- **YOUR INSTRUCTIONS**:
Please answer these questions from the passage about Sir Edgar Boehm:
(a) Whose bust did the Queen take to be one of herself?
(b) What was reproduced in brass on Sir Edgar Boehm's tomb?
(c) What was George du Maurier illustrating when he was sketched?

- **TEXT SECTION**:
----------

"Feb. 2nd, 1881.
"Dear Mr. Ward,
"… Did you hear that the Queen when she saw your excellent portrait of me was under the impression that Ruskin's bust was meant for one of herself! till some time after the mistake was pointed out to H.M. I have heard it now from three different people who know, else I should not have believed that we could be for one instant suspected of being disloyal....
"Yours sincerely,
J. E. Boehm.
Very shortly after the deaths of Boehm, Millais, and Leighton (who died within a very short time of one another) it interested me to visit their tombs in St. Paul's, and I was almost staggered when I beheld on Sir Edgar Boehm's tomb a crude reproduction in brass of my Vanity Fair cartoon! Some time after I met Linley Sambourne (who was a particular friend of his), and when I asked him if he knew who was the designer, he replied, "His son—I thought you were aware of that. Have you never heard that Sir Edgar said that he should never give any friend his photograph in future, but always send the Vanity Fair representation of himself instead."
The sketch of George du Maurier I made for him while he was busily engaged at his drawing-table illustrating Trilby.

----------

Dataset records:
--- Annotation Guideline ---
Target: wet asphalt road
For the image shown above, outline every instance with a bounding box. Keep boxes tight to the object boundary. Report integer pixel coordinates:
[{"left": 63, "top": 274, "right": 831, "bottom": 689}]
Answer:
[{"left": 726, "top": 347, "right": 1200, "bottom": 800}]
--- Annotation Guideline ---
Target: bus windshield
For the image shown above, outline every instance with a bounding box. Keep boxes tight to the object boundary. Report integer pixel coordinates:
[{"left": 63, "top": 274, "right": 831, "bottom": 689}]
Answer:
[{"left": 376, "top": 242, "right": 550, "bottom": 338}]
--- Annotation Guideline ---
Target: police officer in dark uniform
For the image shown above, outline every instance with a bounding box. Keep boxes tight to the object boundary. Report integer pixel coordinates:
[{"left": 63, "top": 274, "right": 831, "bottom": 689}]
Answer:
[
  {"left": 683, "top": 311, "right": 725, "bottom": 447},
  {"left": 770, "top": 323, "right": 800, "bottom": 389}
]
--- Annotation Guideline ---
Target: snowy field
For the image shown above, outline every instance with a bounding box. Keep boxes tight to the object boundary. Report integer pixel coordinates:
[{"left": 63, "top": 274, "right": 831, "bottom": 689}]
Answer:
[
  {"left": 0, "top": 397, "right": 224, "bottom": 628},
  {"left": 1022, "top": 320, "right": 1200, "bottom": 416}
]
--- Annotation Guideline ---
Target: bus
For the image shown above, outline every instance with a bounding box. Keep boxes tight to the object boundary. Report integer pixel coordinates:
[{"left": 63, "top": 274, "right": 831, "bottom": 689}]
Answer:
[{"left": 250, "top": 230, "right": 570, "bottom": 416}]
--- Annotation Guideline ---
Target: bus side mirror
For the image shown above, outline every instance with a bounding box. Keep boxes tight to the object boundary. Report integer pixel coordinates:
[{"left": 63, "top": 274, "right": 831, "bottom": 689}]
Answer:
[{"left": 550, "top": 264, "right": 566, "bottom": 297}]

----------

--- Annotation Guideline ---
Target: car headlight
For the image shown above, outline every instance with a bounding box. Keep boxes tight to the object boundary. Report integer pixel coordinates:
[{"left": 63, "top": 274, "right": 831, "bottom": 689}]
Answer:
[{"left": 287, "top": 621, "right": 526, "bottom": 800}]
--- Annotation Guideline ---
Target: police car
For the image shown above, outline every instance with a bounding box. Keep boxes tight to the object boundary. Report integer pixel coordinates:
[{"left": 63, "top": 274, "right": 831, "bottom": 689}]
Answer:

----------

- **COMPLETED EXERCISE**:
(a) Ruskin's bust.
(b) The writer's Vanity Fair cartoon, in a crude reproduction.
(c) Trilby.